Federal registration carries a second benefit beyond evidence of good faith. Under 15 U.S.C. 1057(b), a certificate of registration is prima facie evidence of the mark's validity, of the registrant's ownership, and of the registrant's exclusive right to use the mark for the goods specified. After five years of continuous use, a registration may become incontestable under 15 U.S.C. 1065, hardening those presumptions further. While these presumptions chiefly arm plaintiffs enforcing their own marks, a defendant that holds its own registration can also point to it: the government examined the mark, found it entitled to protection, and necessarily found no bar from prior registrations. That is not a defense to infringement -- two registered marks can still be found to collide -- but it reinforces the good-faith narrative.

The Tea Rose-Rectanus Doctrine: Good Faith and the Junior User's Territory

Good faith does more than mitigate remedies; in one important doctrine it secures substantive rights. The Tea Rose-Rectanus doctrine -- named for the companion Supreme Court decisions Hanover Star Milling Co. v. Metcalf, 240 U.S. 403 (1916) (the "Tea Rose" case), and United Drug Co. v. Theodore Rectanus Co., 248 U.S. 90 (1918) -- governs disputes between two parties using the same or a similar mark in different geographic areas, where neither holds a federal registration conferring nationwide constructive priority.

The doctrine flows from the nature of common-law trademark rights, which arise from use in commerce, not registration, and which extend only to the markets where the mark has actually been used (plus a reasonable zone of natural expansion). A good-faith junior user -- a business that adopts a mark in a remote area without knowledge of a senior user's prior use elsewhere -- can acquire its own enforceable common-law rights in its own territory. The senior user, never having used the mark in that remote area, cannot displace the junior user there. Two innocent parties can thus coexist, each owning the mark in its own region.

========================

Task requirements: Pick up the discussion of the Tea Rose-Rectanus doctrine after its final sentence and carry it forward in the same formal register.

========================

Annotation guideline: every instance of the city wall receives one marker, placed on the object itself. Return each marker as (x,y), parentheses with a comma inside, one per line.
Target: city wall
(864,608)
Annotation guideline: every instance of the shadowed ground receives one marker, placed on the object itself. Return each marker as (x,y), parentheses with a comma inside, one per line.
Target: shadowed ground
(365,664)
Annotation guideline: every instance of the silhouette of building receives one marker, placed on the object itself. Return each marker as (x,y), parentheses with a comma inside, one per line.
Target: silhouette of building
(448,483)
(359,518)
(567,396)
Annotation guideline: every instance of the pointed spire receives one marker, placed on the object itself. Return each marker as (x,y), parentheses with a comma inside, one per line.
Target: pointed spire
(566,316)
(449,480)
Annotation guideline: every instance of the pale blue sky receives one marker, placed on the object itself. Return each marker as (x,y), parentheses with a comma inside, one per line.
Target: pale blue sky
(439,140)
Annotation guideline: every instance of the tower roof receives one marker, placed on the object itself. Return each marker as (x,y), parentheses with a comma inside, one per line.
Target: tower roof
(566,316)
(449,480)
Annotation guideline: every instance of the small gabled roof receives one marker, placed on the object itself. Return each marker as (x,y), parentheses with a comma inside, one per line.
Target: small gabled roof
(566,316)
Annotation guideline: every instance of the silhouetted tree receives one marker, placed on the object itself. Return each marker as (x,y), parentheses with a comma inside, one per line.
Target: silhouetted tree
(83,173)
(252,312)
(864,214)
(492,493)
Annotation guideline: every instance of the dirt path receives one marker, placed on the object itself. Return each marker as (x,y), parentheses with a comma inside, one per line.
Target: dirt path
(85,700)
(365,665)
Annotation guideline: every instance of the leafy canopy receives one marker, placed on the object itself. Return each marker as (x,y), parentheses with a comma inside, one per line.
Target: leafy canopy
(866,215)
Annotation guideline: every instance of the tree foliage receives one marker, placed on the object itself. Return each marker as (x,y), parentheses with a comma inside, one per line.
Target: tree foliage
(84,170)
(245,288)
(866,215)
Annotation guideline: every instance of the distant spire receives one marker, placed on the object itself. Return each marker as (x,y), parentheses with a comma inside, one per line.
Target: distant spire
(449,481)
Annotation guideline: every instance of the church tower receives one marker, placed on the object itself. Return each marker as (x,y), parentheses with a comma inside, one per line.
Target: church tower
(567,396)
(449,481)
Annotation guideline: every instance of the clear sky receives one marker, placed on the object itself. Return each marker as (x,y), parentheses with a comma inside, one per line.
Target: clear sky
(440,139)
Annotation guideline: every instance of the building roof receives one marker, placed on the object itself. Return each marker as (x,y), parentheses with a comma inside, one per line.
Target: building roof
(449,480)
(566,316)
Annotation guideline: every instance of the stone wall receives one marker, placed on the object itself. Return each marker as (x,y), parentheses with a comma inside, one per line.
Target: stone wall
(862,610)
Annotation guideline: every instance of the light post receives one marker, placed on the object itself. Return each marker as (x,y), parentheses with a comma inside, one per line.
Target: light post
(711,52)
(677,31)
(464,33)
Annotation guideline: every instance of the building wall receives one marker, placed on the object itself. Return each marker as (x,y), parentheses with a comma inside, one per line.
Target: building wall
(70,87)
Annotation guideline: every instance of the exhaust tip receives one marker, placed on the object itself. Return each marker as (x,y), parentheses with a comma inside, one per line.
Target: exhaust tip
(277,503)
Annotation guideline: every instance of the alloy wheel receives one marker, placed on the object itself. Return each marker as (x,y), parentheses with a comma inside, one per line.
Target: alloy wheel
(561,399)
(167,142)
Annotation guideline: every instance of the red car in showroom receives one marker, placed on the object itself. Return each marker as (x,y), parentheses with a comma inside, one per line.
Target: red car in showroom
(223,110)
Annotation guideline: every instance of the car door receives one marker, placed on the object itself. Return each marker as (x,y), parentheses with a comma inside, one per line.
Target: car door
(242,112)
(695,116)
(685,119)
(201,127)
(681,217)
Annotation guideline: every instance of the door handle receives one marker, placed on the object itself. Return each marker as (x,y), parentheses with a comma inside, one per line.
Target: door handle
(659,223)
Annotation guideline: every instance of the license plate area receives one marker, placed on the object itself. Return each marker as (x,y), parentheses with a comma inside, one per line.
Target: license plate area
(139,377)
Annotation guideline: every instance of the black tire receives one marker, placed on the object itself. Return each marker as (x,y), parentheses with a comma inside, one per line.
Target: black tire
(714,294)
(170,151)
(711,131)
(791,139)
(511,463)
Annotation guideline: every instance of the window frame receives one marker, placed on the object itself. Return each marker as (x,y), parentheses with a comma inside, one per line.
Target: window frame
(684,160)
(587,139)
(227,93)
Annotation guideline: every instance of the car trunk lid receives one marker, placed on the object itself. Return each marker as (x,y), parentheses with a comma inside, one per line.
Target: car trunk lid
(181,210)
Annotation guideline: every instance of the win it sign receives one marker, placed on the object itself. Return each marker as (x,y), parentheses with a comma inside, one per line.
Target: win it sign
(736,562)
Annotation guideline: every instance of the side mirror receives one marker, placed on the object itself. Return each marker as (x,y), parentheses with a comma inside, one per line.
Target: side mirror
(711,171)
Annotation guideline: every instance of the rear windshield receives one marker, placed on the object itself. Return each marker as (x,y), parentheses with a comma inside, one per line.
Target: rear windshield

========================

Expected answer:
The hinge of the doctrine is good faith, which here means lack of knowledge of the senior user. A junior user who adopts a mark knowing of the senior user's prior use is not in good faith, gets no protected territory, and must yield. This is precisely where clearance discipline pays off: a junior user who actually ran a diligent search and genuinely found nothing has a strong claim to good-faith, knowledge-free adoption -- while one who skipped the common-law and state sources has handed the senior user an argument that the conflict was discoverable. The Ninth Circuit's decision in Stone Creek, Inc. v. Omnia Italian Design, Inc., 875 F.3d 426 (9th Cir. 2017), drives the point home: the junior user there had actual knowledge of the senior user's mark -- it had copied the senior user's logo from the senior user's own materials -- and that knowledge destroyed any good-faith defense. We analyze the case in depth in Stone Creek v. Omnia: knowledge destroys good faith under the Tea Rose-Rectanus doctrine.

Two refinements matter. First, federal registration changes everything: under 15 U.S.C. 1072, registration provides constructive notice of the registrant's claim, so a party that adopts a mark after the senior user has federally registered it cannot claim to be an innocent, knowledge-free junior user in any territory -- the registration puts the world on notice as a matter of law. This is one of the most valuable practical benefits of registering, and a reason to register early. Second, the "good faith" the doctrine demands is sometimes framed as more than mere ignorance; some courts ask whether the junior user adopted with an intent to benefit from the senior user's reputation. But the dominant inquiry remains knowledge: a junior user who knew of the senior mark cannot hide behind a clearance search it never truly relied on.

The Limits of the Shield: Willful Blindness, Post-Notice Conduct, and Equitable Defenses

A shield that protected everyone would protect no one, and the good-faith defense has real limits.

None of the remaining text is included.